§ About this exercise: In the data below, find each line containing the string "surface" and return it.

Entries supplied START

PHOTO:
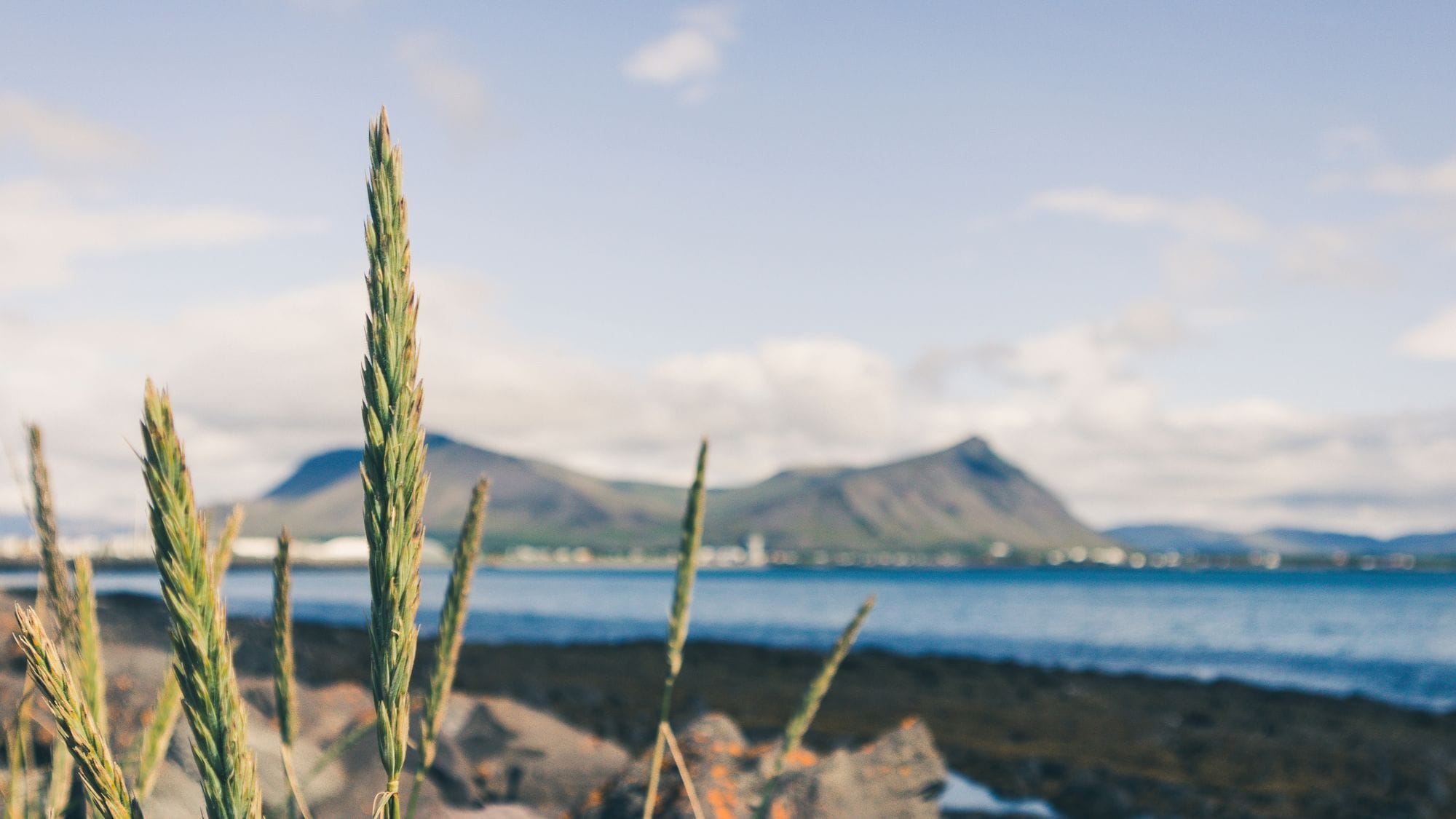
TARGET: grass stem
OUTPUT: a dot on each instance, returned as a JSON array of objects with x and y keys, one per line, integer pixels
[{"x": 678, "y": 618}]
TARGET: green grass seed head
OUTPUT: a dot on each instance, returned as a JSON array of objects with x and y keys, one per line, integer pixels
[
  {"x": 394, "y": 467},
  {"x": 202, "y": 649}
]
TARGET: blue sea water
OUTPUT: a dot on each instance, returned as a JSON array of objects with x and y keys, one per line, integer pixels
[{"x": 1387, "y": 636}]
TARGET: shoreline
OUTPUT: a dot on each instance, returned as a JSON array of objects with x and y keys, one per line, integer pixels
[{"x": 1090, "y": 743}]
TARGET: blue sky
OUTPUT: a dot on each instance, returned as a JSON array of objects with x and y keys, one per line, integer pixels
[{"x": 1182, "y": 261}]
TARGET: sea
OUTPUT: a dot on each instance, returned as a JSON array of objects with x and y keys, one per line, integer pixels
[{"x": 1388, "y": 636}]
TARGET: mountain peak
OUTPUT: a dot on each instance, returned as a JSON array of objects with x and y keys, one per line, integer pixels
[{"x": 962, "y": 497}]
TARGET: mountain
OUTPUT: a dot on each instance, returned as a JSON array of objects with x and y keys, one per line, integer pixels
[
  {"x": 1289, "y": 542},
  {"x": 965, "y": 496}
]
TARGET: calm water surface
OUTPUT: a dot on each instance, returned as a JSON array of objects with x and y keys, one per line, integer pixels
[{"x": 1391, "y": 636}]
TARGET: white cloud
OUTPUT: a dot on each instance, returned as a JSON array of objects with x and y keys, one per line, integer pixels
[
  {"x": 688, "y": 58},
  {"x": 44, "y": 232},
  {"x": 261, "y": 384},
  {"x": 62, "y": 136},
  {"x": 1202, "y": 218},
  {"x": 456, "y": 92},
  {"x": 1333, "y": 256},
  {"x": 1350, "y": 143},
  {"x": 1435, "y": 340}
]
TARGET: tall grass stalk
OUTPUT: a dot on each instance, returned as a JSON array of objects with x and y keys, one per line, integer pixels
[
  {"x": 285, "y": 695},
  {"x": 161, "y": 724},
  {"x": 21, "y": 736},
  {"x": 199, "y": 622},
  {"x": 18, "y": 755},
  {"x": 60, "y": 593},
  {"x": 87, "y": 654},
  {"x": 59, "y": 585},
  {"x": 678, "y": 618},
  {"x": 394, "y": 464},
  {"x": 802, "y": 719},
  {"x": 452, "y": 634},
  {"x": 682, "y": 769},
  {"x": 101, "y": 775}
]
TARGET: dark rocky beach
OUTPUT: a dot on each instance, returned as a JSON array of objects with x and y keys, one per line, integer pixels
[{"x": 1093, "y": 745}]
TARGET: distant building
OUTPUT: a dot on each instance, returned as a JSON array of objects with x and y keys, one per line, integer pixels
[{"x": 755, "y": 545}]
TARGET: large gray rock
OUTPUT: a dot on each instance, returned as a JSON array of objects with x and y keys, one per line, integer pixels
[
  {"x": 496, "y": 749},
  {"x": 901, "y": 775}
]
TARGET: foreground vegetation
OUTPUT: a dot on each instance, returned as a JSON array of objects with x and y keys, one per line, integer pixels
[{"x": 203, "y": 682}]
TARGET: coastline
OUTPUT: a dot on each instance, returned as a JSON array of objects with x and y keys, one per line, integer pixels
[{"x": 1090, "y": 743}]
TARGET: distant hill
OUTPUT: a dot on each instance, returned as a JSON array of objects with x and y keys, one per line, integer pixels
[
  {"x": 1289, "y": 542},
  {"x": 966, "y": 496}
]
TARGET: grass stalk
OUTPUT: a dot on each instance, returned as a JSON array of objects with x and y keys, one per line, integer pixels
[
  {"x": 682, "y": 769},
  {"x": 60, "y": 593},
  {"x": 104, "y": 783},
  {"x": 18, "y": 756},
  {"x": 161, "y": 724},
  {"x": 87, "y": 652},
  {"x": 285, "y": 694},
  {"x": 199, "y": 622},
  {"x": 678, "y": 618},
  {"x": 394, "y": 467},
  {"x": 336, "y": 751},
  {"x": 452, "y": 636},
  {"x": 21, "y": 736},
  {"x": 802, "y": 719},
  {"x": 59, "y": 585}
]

Entries supplied END
Entries supplied START

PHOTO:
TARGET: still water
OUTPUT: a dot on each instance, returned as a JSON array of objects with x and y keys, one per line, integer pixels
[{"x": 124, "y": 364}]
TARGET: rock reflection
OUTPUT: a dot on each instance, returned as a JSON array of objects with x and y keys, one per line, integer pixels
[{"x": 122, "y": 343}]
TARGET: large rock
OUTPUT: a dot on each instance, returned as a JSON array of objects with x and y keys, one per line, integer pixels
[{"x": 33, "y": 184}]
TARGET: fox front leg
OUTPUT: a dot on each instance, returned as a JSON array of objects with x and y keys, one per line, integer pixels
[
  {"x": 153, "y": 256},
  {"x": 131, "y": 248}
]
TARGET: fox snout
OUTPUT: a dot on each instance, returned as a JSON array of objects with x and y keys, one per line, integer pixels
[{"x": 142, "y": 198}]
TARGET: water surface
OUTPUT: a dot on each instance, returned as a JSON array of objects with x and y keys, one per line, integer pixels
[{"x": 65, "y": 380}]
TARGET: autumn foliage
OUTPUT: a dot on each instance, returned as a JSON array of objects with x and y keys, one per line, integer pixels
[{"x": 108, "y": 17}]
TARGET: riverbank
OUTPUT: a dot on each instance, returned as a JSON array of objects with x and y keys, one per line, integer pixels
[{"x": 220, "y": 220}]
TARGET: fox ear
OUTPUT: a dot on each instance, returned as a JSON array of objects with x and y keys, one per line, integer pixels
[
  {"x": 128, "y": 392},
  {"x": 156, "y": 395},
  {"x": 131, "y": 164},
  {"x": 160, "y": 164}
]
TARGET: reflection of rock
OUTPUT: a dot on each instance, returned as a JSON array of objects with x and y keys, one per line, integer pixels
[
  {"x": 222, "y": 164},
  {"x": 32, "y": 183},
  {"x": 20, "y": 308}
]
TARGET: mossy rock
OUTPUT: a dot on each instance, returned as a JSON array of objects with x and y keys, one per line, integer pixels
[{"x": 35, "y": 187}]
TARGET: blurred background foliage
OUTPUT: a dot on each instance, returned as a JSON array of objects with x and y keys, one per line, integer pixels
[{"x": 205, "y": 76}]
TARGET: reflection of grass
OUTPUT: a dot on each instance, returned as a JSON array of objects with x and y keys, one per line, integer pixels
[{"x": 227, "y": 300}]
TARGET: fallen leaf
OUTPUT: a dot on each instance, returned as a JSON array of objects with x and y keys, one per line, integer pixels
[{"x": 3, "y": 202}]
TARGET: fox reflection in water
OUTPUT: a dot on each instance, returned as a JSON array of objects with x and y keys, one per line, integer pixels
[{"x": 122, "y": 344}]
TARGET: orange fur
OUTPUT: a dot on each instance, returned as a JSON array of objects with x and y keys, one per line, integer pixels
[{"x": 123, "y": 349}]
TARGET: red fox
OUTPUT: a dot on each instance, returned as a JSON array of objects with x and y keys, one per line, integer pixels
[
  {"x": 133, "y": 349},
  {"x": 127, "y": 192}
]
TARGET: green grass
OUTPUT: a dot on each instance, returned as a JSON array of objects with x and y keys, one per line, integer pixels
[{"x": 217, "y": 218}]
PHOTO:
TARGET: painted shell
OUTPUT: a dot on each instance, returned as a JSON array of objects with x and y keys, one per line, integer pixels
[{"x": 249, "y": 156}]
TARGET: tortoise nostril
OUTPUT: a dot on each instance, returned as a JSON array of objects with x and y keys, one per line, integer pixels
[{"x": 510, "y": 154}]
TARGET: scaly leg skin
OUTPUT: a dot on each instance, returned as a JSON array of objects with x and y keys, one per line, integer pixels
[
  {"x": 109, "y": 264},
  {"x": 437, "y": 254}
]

Entries supplied END

§ Your response:
TARGET: calm water surface
TARGET: water surface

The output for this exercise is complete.